*Tugas yang Diberikan*: Tolong lanjutkan teks tentang data center di Indonesia di bawah ini, mulai tepat setelah kalimat terakhirnya.

*Teks Sumber*:
Selain itu, kapasitas data center nasional pada tahun 2023 pun tercatat mencapai sebesar 184MW. Menyadari potensi tersebut, kapasitas data center diperkirakan akan terus meningkat.
Bersamaan dengan peluncuran 5G, ledakan perusahaan berbasis internet, dan upaya untuk memperkuat konektivitas global, Indonesia dan kawasan ini memiliki potensi ekonomi yang sangat besar sebagai titik data center strategis untuk Asia Pasifik dan dunia.
Tapi, sebelum hal ini terjadi, apa lagi yang perlu diperhatikan?
Keberlanjutan menjadi perhatian utama — khususnya, kebutuhan terhadap tatacara yang berkelanjutan dalam mendinginkan data center itu sendiri. Saat ini, 95 persen data center di ASEAN menggunakan sistem pendingin berbasis udara yang sangat tidak efisien – hal ini sangat memprihatinkan mengingat pendinginan menyumbang lebih dari sepertiga total konsumsi energi data center.
Industri data center di Indonesia sebagian besar bergantung pada batu bara sebagai sumber energi utamanya. Menanggapi meningkatnya kekhawatiran terhadap lingkungan hidup, para pembuat kebijakan di Indonesia telah menerbitkan Peraturan Pemerintah (PP) No. 33 Tahun 2023, yang bertujuan untuk meningkatkan efisiensi dan konservasi energi di sektor ini.
Hal ini menghadirkan peluang besar untuk mengimbangi jejak karbon data center dan menghemat biaya dalam prosesnya, dengan menerapkan metode hemat energi. Metode baru seperti pendinginan cair sangat cocok untuk iklim yang lebih hangat di kawasan ini karena dapat mengurangi konsumsi energi sebesar 20-30 persen dan penggunaan air hingga 50 persen. Solusi lain seperti solar photovoltaic dan green hydrogen juga sudah diadopsi oleh operator-operator yang progresif.
Perhatian yang sama juga diberikan pada keamanan data. Dengan dunia yang semakin digital, jumlah data pribadi yang disimpan di cloud berlipat ganda secara eksponensial, menarik perhatian para penjahat dunia maya yang menerobos sistem untuk mencuri data penting.
Untungnya, kita telah menyaksikan peningkatan kebijakan perlindungan data yang diberlakukan untuk melindungi keamanan nasional dan kepentingan ekonomi — mulai dari undang-undang khusus negara seperti Undang-Undang Perlindungan Data Pribadi Singapura, hingga peraturan antar negara seperti kerja sama Singapura-Filipina seputar perlindungan data pribadi untuk lebih memungkinkan aliran data lintas batas yang tepercaya.

*Baris Data*:

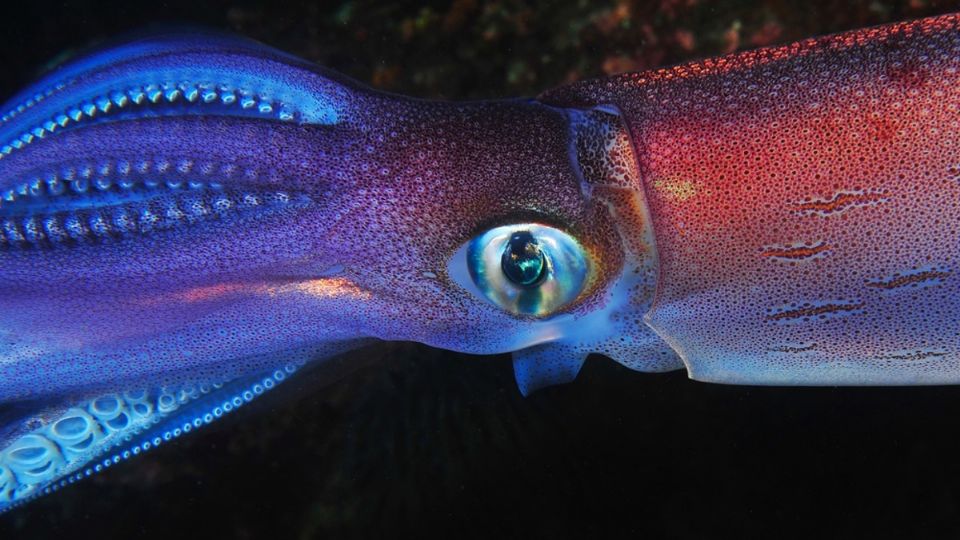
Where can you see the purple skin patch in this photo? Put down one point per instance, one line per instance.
(186, 220)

*Hasilnya*:
Di Indonesia, kebijakan terkait perlindungan data diatur oleh UU No. 27 Tahun 2022 tentang Data Pribadi (UU PDP) – dikenal juga dengan UU PDP. Undang-undang ini menggarisbawahi pentingnya entitas publik dan perusahaan untuk meningkatkan kewaspadaan dalam pengelolaan dan penyimpanan data pribadi dalam lingkup mereka. Akibatnya, kerangka legislatif ini mempercepat perubahan transformatif dalam dinamika operasional industri data center.
Penerapan UU PDP membebankan kewajiban yang lebih ketat tidak hanya pada pengontrol dan pengolah data pribadi, namun juga pada operator data center, khususnya yang berkaitan dengan memperkuat langkah-langkah keamanan terhadap pelanggaran, kehilangan data, dan akses tidak sah.
Hasilnya, penyedia penyimpanan data diberi insentif untuk meningkatkan komitmen mereka dalam memberikan penawaran layanan yang kuat dan aman kepada klien.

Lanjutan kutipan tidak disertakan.